GIVEN PROBLEM
Render the lines from the start of the items up to and including the line containing "[589,861,660,969]" as a Markdown table with two columns, No. and Text, giving each line a row number. Leave out blank lines and the pictures.

BEGIN DATASET EXCERPTS

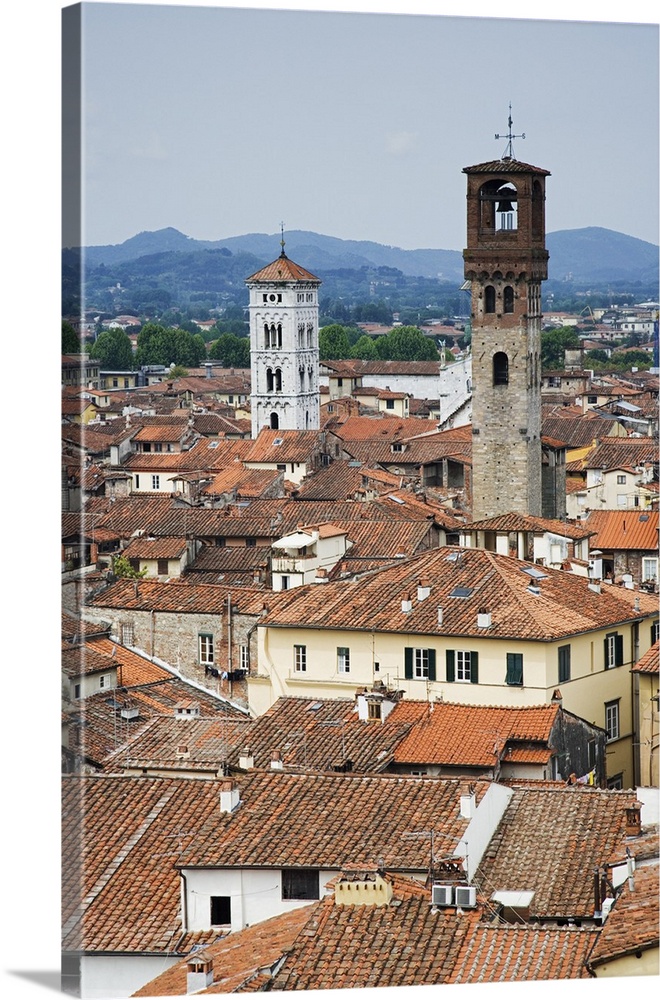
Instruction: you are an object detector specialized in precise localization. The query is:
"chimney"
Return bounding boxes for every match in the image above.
[461,791,477,819]
[220,778,241,812]
[186,952,213,993]
[626,802,642,837]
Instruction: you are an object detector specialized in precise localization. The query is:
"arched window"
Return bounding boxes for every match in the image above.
[493,351,509,385]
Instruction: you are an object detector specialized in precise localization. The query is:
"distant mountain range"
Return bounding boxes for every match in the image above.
[75,226,658,285]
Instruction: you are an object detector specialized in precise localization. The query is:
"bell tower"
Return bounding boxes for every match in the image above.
[245,234,321,438]
[463,115,550,520]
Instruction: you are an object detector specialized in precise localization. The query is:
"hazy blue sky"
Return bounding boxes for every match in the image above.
[67,3,659,250]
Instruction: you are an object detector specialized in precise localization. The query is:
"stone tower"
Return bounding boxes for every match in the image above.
[245,240,321,438]
[463,138,549,520]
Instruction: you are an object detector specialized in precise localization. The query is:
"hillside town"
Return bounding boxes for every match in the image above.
[61,155,660,997]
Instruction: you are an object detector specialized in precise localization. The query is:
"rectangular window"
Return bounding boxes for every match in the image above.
[642,556,658,583]
[211,896,231,927]
[456,649,470,681]
[403,646,435,681]
[282,868,319,899]
[604,632,623,670]
[605,698,619,743]
[197,632,214,666]
[506,653,522,687]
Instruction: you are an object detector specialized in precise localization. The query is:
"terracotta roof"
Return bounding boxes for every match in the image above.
[230,698,428,773]
[631,639,660,674]
[132,904,316,997]
[178,770,487,872]
[584,510,660,552]
[394,701,559,767]
[475,784,636,919]
[464,513,594,539]
[245,250,321,285]
[584,437,658,471]
[243,427,320,463]
[448,923,598,983]
[122,537,188,559]
[88,580,279,615]
[263,546,657,642]
[463,159,550,177]
[589,861,660,969]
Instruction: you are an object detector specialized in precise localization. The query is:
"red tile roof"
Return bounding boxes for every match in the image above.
[263,546,657,642]
[394,701,559,767]
[584,510,660,553]
[589,859,660,969]
[475,784,636,919]
[631,639,660,674]
[245,250,321,285]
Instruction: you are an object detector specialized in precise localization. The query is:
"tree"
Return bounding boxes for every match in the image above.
[89,326,135,371]
[351,333,378,361]
[209,333,250,368]
[62,320,80,354]
[319,323,351,360]
[376,326,439,361]
[541,326,580,371]
[112,556,148,580]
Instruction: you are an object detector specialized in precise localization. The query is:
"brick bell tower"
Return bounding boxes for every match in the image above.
[463,115,550,520]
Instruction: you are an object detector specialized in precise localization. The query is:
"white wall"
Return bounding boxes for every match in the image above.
[80,942,179,1000]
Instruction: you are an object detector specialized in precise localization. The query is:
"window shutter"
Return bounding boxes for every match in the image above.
[614,635,623,667]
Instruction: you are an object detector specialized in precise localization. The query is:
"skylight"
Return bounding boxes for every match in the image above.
[523,566,548,580]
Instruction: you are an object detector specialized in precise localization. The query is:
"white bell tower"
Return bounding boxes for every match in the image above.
[245,239,321,438]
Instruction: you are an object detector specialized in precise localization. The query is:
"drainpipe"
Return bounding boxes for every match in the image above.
[227,594,234,697]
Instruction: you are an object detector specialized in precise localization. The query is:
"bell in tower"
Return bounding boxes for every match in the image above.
[463,108,549,520]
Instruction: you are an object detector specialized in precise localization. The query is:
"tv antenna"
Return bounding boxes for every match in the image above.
[495,101,526,160]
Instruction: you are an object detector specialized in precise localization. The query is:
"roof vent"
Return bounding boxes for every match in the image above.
[431,884,454,906]
[456,885,477,910]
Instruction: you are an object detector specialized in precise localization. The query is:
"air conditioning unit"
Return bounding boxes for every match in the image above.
[431,885,454,906]
[456,885,477,909]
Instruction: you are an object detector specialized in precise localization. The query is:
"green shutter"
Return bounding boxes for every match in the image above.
[614,635,623,667]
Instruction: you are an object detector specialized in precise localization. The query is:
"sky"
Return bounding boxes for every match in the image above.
[65,3,659,250]
[0,0,658,1000]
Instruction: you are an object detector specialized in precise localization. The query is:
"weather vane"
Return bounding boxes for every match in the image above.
[495,101,526,160]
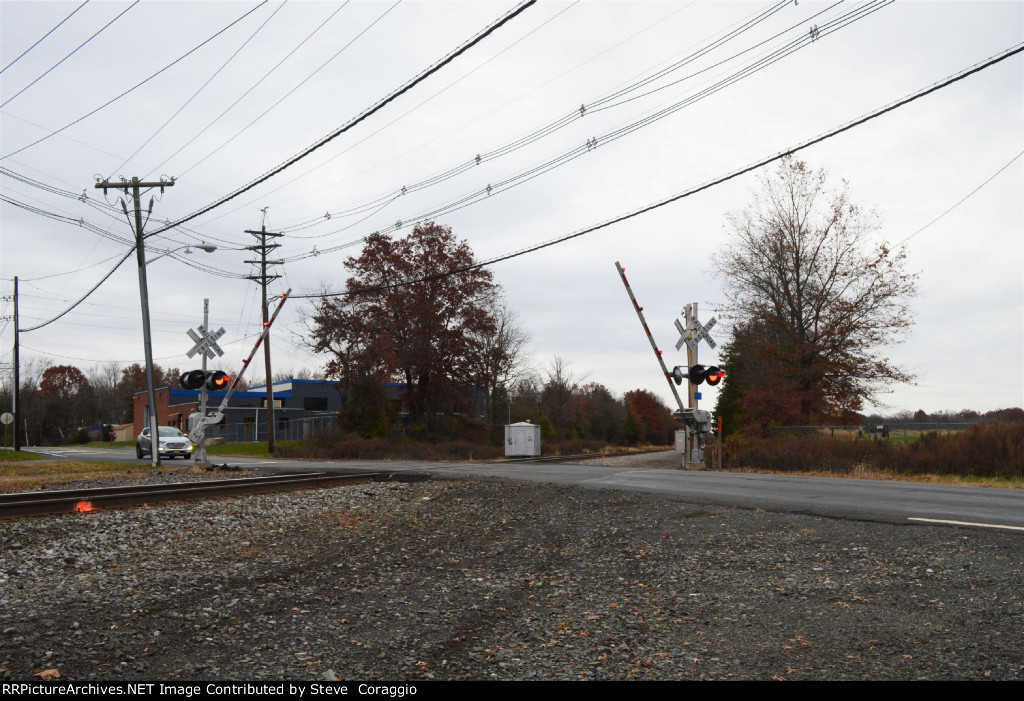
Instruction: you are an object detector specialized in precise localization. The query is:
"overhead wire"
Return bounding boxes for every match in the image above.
[0,0,89,73]
[16,0,537,332]
[290,43,1024,299]
[106,0,288,180]
[146,0,349,177]
[271,0,790,237]
[285,0,880,262]
[0,0,269,161]
[172,0,401,177]
[222,0,581,231]
[896,150,1024,246]
[0,0,139,108]
[146,0,537,235]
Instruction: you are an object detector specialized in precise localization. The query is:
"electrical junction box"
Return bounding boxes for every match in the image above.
[505,421,541,457]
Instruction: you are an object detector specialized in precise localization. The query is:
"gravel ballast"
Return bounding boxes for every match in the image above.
[0,462,1024,681]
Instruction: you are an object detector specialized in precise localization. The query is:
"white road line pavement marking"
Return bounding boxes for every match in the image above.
[907,517,1024,531]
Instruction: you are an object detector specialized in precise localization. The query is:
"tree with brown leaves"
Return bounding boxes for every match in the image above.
[715,158,916,425]
[310,222,499,423]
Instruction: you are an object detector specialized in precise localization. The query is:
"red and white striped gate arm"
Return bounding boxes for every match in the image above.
[615,261,683,411]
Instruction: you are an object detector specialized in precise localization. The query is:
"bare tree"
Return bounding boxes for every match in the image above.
[715,158,916,423]
[472,302,530,426]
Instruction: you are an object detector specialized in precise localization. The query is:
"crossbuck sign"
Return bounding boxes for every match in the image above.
[676,316,718,350]
[186,324,226,360]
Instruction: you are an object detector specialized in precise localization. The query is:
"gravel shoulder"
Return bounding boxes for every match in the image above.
[0,453,1024,681]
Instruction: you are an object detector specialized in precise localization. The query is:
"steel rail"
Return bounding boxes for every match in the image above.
[0,472,428,519]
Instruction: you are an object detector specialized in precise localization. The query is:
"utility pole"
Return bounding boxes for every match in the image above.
[244,223,285,453]
[11,275,22,450]
[94,177,174,468]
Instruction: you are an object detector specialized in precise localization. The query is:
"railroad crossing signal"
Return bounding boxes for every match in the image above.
[180,370,231,390]
[670,365,725,387]
[185,324,227,360]
[676,316,718,350]
[686,365,725,387]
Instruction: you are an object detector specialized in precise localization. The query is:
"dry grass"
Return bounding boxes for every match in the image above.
[0,461,249,493]
[724,466,1024,489]
[0,461,190,493]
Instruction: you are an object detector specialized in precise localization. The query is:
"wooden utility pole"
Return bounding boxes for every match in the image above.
[245,224,285,453]
[95,177,174,468]
[12,275,22,450]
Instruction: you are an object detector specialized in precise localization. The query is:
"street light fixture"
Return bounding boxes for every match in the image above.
[135,239,217,468]
[145,242,217,265]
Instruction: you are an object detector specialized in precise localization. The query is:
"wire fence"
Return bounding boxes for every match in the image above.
[765,422,979,441]
[206,413,338,443]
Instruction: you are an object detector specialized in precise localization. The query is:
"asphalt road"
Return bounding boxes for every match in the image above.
[16,447,1024,534]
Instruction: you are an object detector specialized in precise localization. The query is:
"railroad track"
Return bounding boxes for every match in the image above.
[492,448,672,464]
[0,472,428,519]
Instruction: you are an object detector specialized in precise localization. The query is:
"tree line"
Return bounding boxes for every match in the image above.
[0,359,180,445]
[308,222,676,444]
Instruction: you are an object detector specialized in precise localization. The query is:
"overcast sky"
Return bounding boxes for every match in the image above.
[0,0,1024,412]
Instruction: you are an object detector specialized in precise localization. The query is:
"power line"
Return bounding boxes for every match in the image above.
[20,0,537,332]
[268,2,794,237]
[146,0,349,177]
[178,0,391,177]
[20,246,135,333]
[0,0,90,73]
[292,44,1024,299]
[896,150,1024,246]
[285,0,892,262]
[0,0,139,107]
[146,0,537,236]
[106,0,288,180]
[231,0,581,229]
[0,0,269,161]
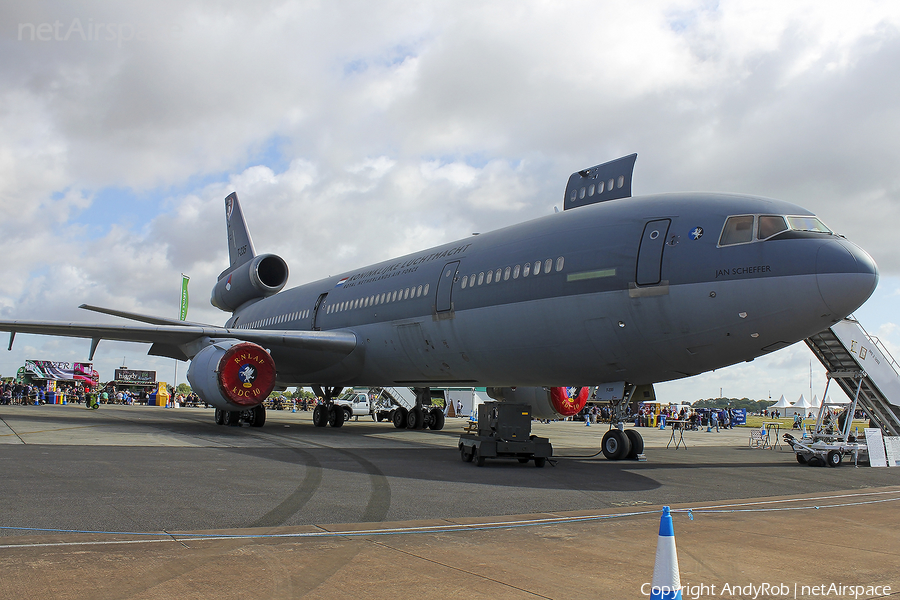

END DATASET EXCERPTS

EXERCISE OUTPUT
| No. | Text |
|---|---|
| 1 | Instruction: you are an object detector specialized in precise localization. The query is: |
| 2 | "chimney" |
| 3 | Return bounding boxes for every match in the image above. |
| 4 | [461,791,477,819] |
| 5 | [220,778,241,812] |
| 6 | [186,952,213,993] |
| 7 | [626,802,642,837] |
| 8 | Instruction: you are an object detector specialized in precise localization. The query is: |
| 9 | "arched window" |
| 10 | Return bounding boxes for every match in the image above. |
| 11 | [493,351,509,385] |
| 12 | Instruction: you are an object detector specialized in precise localization. The query is: |
| 13 | "distant mountain range" |
| 14 | Return bounding boxes for every match in the image above. |
| 15 | [75,226,658,285] |
| 16 | Instruction: you are an object detector specialized in precise localization. The query is: |
| 17 | "bell tower" |
| 18 | Return bounding boxes for every match in the image above. |
| 19 | [245,234,321,438] |
| 20 | [463,115,550,520] |
| 21 | Instruction: you are an object detector specialized in precise localization. The query is: |
| 22 | "hazy blue sky" |
| 23 | Return bounding boxes for every match in the image above. |
| 24 | [67,3,659,250] |
| 25 | Instruction: you are an object detector specialized in precise localization. The query is: |
| 26 | "stone tower" |
| 27 | Return bounding boxes for every match in the image above. |
| 28 | [245,240,321,438] |
| 29 | [463,138,549,520] |
| 30 | Instruction: you are an object detector specialized in precise localization. The query is: |
| 31 | "hillside town" |
| 32 | Return bounding boxes for every match in the image above. |
| 33 | [61,155,660,997] |
| 34 | Instruction: you are an object detector specialized in precise localization. The query is: |
| 35 | "rectangular window" |
| 36 | Return bounding boxes for every match in the image above. |
| 37 | [642,556,658,583] |
| 38 | [211,896,231,927] |
| 39 | [456,649,470,681] |
| 40 | [403,646,435,681] |
| 41 | [282,868,319,899] |
| 42 | [604,632,623,670] |
| 43 | [605,698,619,743] |
| 44 | [197,632,214,666] |
| 45 | [506,653,522,687] |
| 46 | Instruction: you are an object detector specialized in precise localization. The query is: |
| 47 | "terracotta roof" |
| 48 | Return bounding boxes for every match in the image above. |
| 49 | [230,698,428,773] |
| 50 | [631,639,660,674] |
| 51 | [132,904,316,997] |
| 52 | [178,770,487,872] |
| 53 | [584,510,660,552] |
| 54 | [394,701,559,767] |
| 55 | [475,784,636,919] |
| 56 | [464,513,594,539] |
| 57 | [245,250,321,285] |
| 58 | [584,437,658,471] |
| 59 | [243,427,320,463] |
| 60 | [448,923,598,983] |
| 61 | [122,537,188,559] |
| 62 | [88,580,279,615] |
| 63 | [263,546,657,642] |
| 64 | [463,159,550,177] |
| 65 | [589,861,660,969] |